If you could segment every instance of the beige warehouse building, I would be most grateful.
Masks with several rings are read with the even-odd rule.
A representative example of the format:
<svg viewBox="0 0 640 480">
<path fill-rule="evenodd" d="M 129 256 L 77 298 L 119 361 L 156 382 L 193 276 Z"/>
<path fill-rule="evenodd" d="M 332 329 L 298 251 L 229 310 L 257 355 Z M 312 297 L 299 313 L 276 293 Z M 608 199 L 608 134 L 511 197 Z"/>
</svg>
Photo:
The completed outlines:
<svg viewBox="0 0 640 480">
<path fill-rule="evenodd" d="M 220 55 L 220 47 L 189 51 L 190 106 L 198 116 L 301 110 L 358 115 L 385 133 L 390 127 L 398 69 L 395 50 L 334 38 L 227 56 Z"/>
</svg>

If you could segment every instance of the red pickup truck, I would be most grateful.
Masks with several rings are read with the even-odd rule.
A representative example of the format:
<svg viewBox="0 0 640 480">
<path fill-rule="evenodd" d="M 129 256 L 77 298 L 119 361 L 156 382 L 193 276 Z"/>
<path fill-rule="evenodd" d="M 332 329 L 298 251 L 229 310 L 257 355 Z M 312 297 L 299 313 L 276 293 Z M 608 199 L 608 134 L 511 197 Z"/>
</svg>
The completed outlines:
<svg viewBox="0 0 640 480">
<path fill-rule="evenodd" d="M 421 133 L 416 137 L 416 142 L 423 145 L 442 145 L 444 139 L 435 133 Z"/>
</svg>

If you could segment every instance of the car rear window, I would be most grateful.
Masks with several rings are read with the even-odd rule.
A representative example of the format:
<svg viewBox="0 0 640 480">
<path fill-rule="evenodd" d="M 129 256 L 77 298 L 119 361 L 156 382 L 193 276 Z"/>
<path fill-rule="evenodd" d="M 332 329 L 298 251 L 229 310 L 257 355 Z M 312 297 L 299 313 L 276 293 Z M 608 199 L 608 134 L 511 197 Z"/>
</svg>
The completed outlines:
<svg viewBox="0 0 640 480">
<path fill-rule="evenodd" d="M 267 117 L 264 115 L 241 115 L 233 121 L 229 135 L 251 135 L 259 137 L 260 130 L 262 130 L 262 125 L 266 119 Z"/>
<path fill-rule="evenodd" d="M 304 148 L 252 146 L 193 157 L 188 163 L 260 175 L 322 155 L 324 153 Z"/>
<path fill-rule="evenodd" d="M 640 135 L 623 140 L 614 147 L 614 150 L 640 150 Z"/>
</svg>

▬▬▬

▶ _What you should do_: From the records, copy every line that has the string "segment" in it.

▶ _Reply_:
If you could segment every instance of the beige warehouse building, I would be most grateful.
If you could segment every instance of the red pickup truck, I would be most grateful.
If you could segment every instance of the car rear window, I would be most grateful.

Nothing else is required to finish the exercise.